▶ **About this task**
The entries that follow must be written out exactly, without any of the pictures they contain.

-- Working data follows --

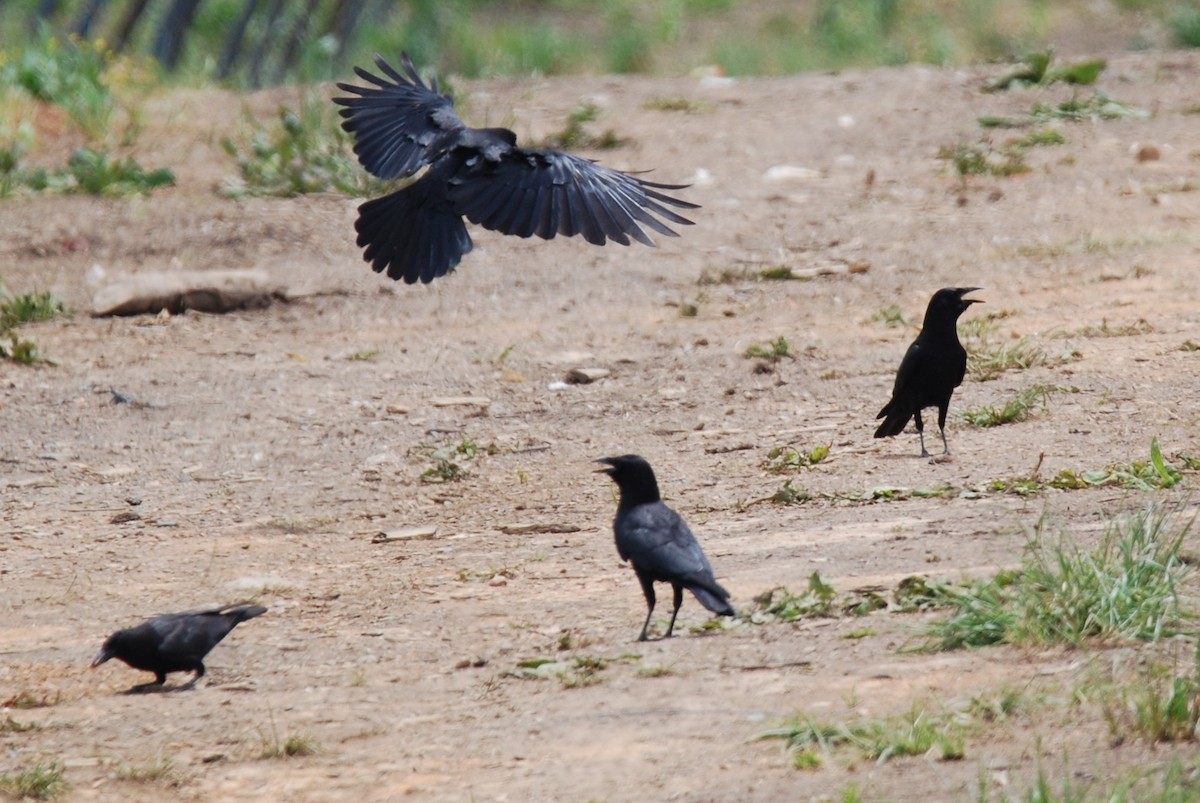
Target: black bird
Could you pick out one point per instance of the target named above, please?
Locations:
(657, 541)
(931, 367)
(174, 642)
(401, 125)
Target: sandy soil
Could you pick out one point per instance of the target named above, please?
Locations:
(262, 459)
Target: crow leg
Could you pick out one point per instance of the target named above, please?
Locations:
(678, 603)
(921, 431)
(648, 591)
(199, 672)
(160, 678)
(941, 425)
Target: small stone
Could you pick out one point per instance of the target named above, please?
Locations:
(1149, 153)
(586, 376)
(406, 534)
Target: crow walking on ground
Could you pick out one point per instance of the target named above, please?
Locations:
(174, 642)
(931, 369)
(401, 125)
(657, 541)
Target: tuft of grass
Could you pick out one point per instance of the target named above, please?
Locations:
(305, 151)
(781, 605)
(10, 725)
(449, 459)
(30, 307)
(677, 103)
(772, 352)
(91, 172)
(1185, 24)
(161, 769)
(42, 781)
(786, 459)
(1098, 106)
(1139, 327)
(916, 733)
(294, 745)
(989, 355)
(1018, 408)
(1125, 588)
(85, 79)
(1167, 706)
(575, 131)
(982, 159)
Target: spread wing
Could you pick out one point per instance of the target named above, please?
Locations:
(527, 192)
(399, 123)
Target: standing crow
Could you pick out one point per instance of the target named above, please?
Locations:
(657, 541)
(401, 125)
(174, 642)
(931, 367)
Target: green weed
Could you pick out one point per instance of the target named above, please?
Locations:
(449, 459)
(1125, 588)
(305, 151)
(575, 132)
(42, 781)
(1036, 70)
(1018, 408)
(786, 459)
(982, 159)
(772, 352)
(916, 733)
(781, 605)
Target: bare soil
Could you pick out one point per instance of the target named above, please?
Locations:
(262, 451)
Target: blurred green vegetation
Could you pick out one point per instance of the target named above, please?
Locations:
(318, 40)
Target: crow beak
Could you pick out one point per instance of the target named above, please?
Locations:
(967, 303)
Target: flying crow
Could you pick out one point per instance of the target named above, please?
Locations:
(401, 125)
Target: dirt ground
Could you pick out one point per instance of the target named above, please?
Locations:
(263, 451)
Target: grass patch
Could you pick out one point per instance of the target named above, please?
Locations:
(305, 151)
(10, 725)
(1018, 408)
(917, 733)
(161, 769)
(575, 132)
(781, 605)
(983, 159)
(1036, 70)
(449, 460)
(42, 781)
(1125, 588)
(85, 79)
(786, 459)
(571, 673)
(1140, 327)
(293, 745)
(772, 352)
(988, 355)
(88, 172)
(1097, 106)
(677, 103)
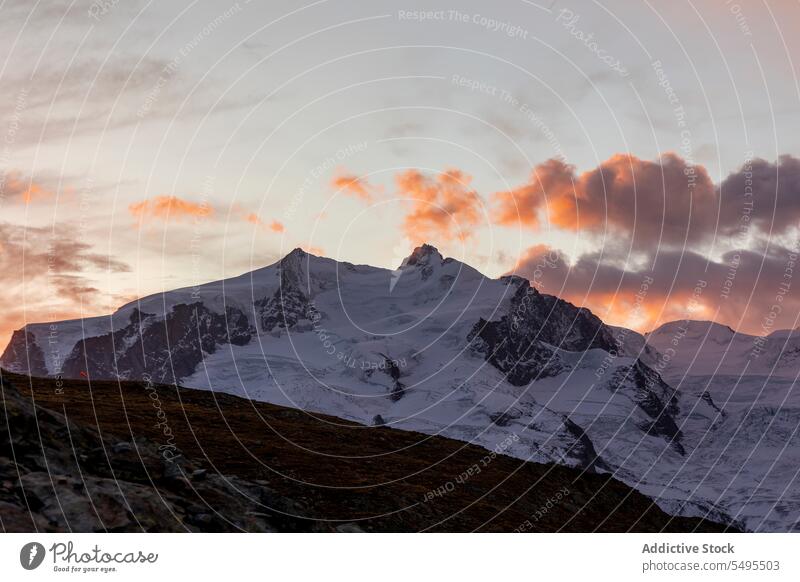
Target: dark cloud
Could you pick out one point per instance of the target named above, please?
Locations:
(47, 274)
(741, 289)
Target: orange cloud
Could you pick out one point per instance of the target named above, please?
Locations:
(442, 208)
(674, 285)
(14, 186)
(169, 207)
(274, 226)
(667, 201)
(57, 281)
(312, 250)
(354, 186)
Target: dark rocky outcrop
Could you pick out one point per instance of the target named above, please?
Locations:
(657, 399)
(23, 354)
(520, 344)
(166, 349)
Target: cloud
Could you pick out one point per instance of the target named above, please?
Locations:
(741, 289)
(667, 202)
(442, 208)
(274, 226)
(46, 274)
(168, 208)
(354, 186)
(15, 187)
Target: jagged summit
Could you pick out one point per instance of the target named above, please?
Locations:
(424, 254)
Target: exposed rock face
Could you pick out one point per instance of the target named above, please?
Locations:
(654, 397)
(167, 349)
(520, 344)
(24, 355)
(290, 302)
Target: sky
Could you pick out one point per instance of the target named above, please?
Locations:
(639, 158)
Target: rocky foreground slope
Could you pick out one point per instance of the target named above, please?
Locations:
(140, 457)
(436, 347)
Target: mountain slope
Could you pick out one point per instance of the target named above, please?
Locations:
(433, 347)
(229, 464)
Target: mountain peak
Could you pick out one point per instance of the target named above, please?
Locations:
(423, 255)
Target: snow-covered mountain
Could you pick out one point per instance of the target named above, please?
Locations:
(436, 347)
(755, 450)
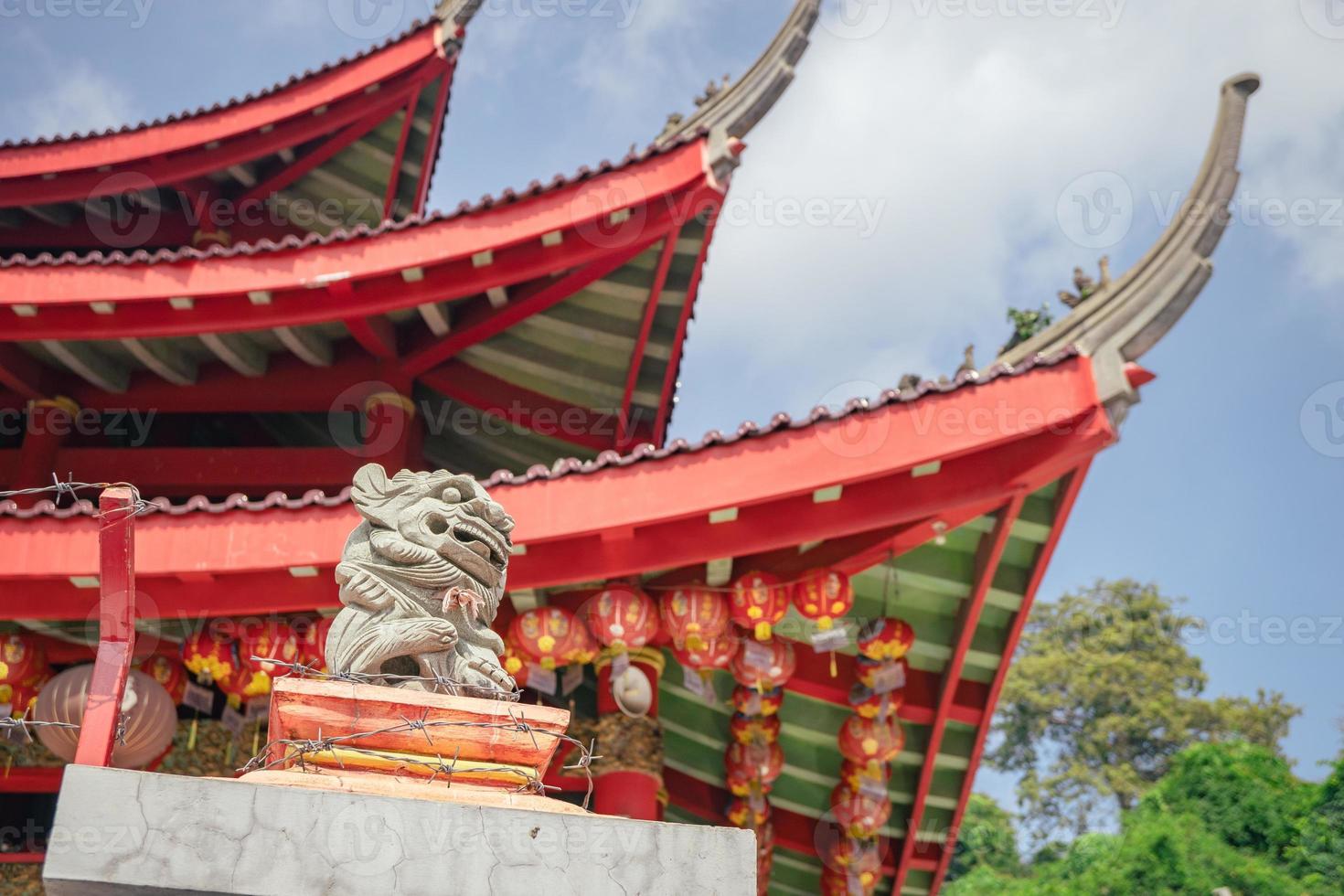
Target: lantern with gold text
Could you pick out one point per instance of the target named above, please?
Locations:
(19, 698)
(168, 672)
(871, 741)
(545, 635)
(859, 813)
(623, 618)
(851, 860)
(22, 658)
(694, 615)
(754, 703)
(866, 775)
(581, 647)
(823, 595)
(274, 643)
(748, 813)
(752, 769)
(758, 603)
(886, 638)
(871, 704)
(749, 730)
(211, 656)
(763, 666)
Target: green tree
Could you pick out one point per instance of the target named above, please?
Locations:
(1318, 853)
(1246, 795)
(987, 840)
(1103, 693)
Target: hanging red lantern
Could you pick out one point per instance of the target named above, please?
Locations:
(274, 643)
(880, 675)
(750, 701)
(694, 615)
(854, 859)
(752, 769)
(763, 666)
(581, 647)
(749, 813)
(859, 813)
(20, 696)
(545, 635)
(211, 655)
(835, 883)
(168, 672)
(749, 730)
(758, 602)
(714, 655)
(623, 618)
(866, 775)
(823, 595)
(22, 657)
(871, 704)
(886, 638)
(869, 741)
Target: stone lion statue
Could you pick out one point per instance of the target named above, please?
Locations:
(421, 581)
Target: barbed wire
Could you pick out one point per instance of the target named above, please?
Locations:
(71, 489)
(453, 687)
(297, 750)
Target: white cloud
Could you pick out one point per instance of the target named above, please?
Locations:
(968, 129)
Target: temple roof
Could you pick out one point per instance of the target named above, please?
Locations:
(1121, 321)
(354, 142)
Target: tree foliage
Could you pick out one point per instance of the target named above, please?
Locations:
(1226, 815)
(1103, 693)
(987, 838)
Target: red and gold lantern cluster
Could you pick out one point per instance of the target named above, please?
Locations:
(623, 618)
(823, 595)
(23, 670)
(760, 601)
(869, 741)
(694, 617)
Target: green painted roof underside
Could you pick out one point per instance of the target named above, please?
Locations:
(923, 587)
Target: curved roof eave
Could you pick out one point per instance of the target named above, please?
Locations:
(1124, 320)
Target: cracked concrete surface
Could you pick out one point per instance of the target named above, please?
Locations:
(128, 832)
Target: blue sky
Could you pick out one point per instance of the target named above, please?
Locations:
(958, 126)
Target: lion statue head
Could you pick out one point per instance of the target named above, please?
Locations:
(421, 581)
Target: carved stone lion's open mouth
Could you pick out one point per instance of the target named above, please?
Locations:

-- Working data concluded --

▶ **Your solution**
Target: black bird
Could you pick out one point per instance of the target named above, please?
Locations:
(657, 541)
(931, 367)
(174, 642)
(401, 125)
Target: sandy soil
Could you pick out one point per instance of the target named above, please?
Locations:
(262, 459)
Target: crow leg
Could you pick out one point per instance of the target named above, please?
Locations:
(678, 603)
(921, 431)
(648, 591)
(199, 672)
(160, 678)
(941, 425)
Target: small stone
Could you pick out one point per instance of the target named above, please?
Locations:
(1149, 153)
(586, 376)
(406, 534)
Target: crow walking on ground
Could you pick out one point per instance of the target named above, please?
Locations:
(174, 642)
(931, 369)
(401, 125)
(657, 541)
Target: tuft of grass
Could you pick out one point per instance of the target named above, please?
Locations:
(305, 151)
(781, 605)
(10, 725)
(449, 459)
(30, 307)
(677, 103)
(772, 352)
(91, 172)
(1185, 24)
(161, 769)
(42, 781)
(786, 459)
(1098, 106)
(1139, 327)
(916, 733)
(294, 745)
(989, 355)
(1018, 408)
(1125, 588)
(85, 79)
(1167, 706)
(575, 131)
(982, 159)
Target: spread wing
Could you pick out one point per instance of the target named above, please?
Locations:
(527, 192)
(399, 123)
Target: standing crow
Could you pick out one point per instance of the target named above, please?
Locations:
(657, 541)
(401, 125)
(174, 642)
(931, 367)
Target: green weed
Could you pick out one point per instance of the target named above, please?
Locations:
(449, 459)
(1125, 588)
(305, 151)
(575, 132)
(42, 781)
(1036, 70)
(1018, 408)
(786, 459)
(982, 159)
(772, 352)
(916, 733)
(781, 605)
Target: bare soil
Could you pick out one point per instance of the target named above, please?
Locations:
(262, 451)
Target: blurred green vegetation
Could you pick out one point per instance of the target named above, please?
Locations:
(318, 40)
Target: crow beak
Could you pick out one point per instance of the target named above, please?
Locations:
(967, 303)
Target: flying crow
Could you pick out one point per instance of the target named above, please?
Locations:
(401, 125)
Target: dirt ground
Could you pick out one point per instance of the target named above, please?
Locations:
(263, 451)
Target: grass patch
Could you pick out one point per instance of the target named above, please?
Locations:
(305, 151)
(10, 725)
(1018, 408)
(917, 733)
(161, 769)
(575, 132)
(781, 605)
(983, 159)
(1036, 70)
(449, 460)
(42, 781)
(1125, 588)
(85, 79)
(786, 459)
(571, 673)
(1140, 327)
(293, 745)
(772, 352)
(988, 355)
(88, 172)
(1097, 106)
(677, 103)
Target: dark cloud
Could you pick out one point per instance of the target named above, please?
Locations:
(47, 274)
(741, 289)
Target: orange cloud
Could you pick out one point per instance of the target named above, please?
Locations:
(442, 208)
(674, 285)
(14, 186)
(169, 207)
(274, 226)
(667, 201)
(57, 281)
(312, 250)
(354, 186)
Target: dark rocky outcrop
Could you pick out one point per instance of the target named above, please?
Locations:
(657, 399)
(23, 354)
(520, 344)
(166, 349)
Target: cloud
Could you pick out one point per instance of the target named above, please?
Locations:
(741, 289)
(667, 202)
(442, 208)
(274, 226)
(46, 274)
(168, 208)
(354, 186)
(15, 187)
Target: jagged summit
Could you pick out one point per instance of the target named above, please?
Locations:
(424, 254)
Target: exposed rock face
Could you pick out one point per instance of the target named above, please?
Locations:
(654, 397)
(167, 349)
(520, 344)
(24, 355)
(290, 302)
Target: sky
Could you pick out one point per instance of the target named above, please?
Locations:
(639, 158)
Target: rocky foreground slope
Could you pick out one point per instance of the target named above, please?
Locations:
(140, 457)
(436, 347)
Target: mountain slope
Could you pick out one point per instance of the target named above, please?
Locations:
(433, 347)
(229, 464)
Target: mountain peak
Could you pick out one point per instance of the target named above, please?
Locations:
(423, 255)
Target: snow-covered mountain
Could you pick out one point per instance of the target named above, please?
Locations:
(436, 347)
(755, 450)
Target: lantern with gold text
Could you pick out one point per instance of the target named above, please?
Locations:
(19, 698)
(168, 672)
(871, 741)
(545, 635)
(859, 813)
(623, 618)
(851, 860)
(22, 658)
(694, 615)
(754, 703)
(866, 775)
(581, 647)
(823, 595)
(274, 643)
(748, 813)
(752, 769)
(758, 603)
(886, 638)
(871, 704)
(749, 730)
(211, 656)
(763, 666)
Target: green tree
Could you pick out one point per instance of the target named above, please?
Locations:
(1318, 853)
(1246, 795)
(987, 840)
(1103, 693)
Target: hanging red lantern
Could you pick out one point per instance of the target named above, please?
Locations:
(274, 643)
(880, 675)
(750, 701)
(694, 615)
(854, 859)
(752, 769)
(763, 666)
(581, 647)
(749, 813)
(859, 813)
(20, 696)
(545, 635)
(211, 655)
(835, 883)
(168, 672)
(749, 730)
(758, 602)
(714, 655)
(623, 618)
(866, 775)
(823, 595)
(22, 657)
(871, 704)
(886, 638)
(869, 741)
Target: stone lion statue
Could you pick out one point per instance of the target named above, please?
Locations:
(421, 581)
Target: barbed wire
Could you pick out one point per instance of the target named above, please?
Locations:
(71, 489)
(453, 687)
(297, 750)
Target: white cloud
Could you pick out one point per instance of the target named above, please?
Locations:
(968, 129)
Target: temple roof
Could you pick out one point per instance of the target named above, please?
Locations:
(1121, 321)
(354, 142)
Target: tree foliage
Could you pick out one point per instance of the target named above, please?
Locations:
(1226, 815)
(1103, 693)
(987, 838)
Target: red and gold lantern cluster
Could you pick out one point per instance of the target named above, please?
Locations:
(623, 618)
(823, 595)
(23, 670)
(760, 601)
(869, 741)
(694, 617)
Target: green painted roof underside
Could you pick out one point per instance of the target named above, please?
Locations:
(923, 587)
Target: curved roof eave
Could you pick out one point per instance of the target named above, please?
Locations:
(1124, 320)
Target: cracked concrete surface
Could you pick out one point per instance of the target named above, please?
Locations:
(128, 832)
Target: blue sky
Could you pick out one point per instance of the target named above, please?
Locations:
(958, 126)
Target: lion statue head
Could you pick out one point per instance of the target named above, please?
Locations:
(421, 581)
Target: carved stone lion's open mouth
Could you pick out one point per instance of the target named above, please?
Locations:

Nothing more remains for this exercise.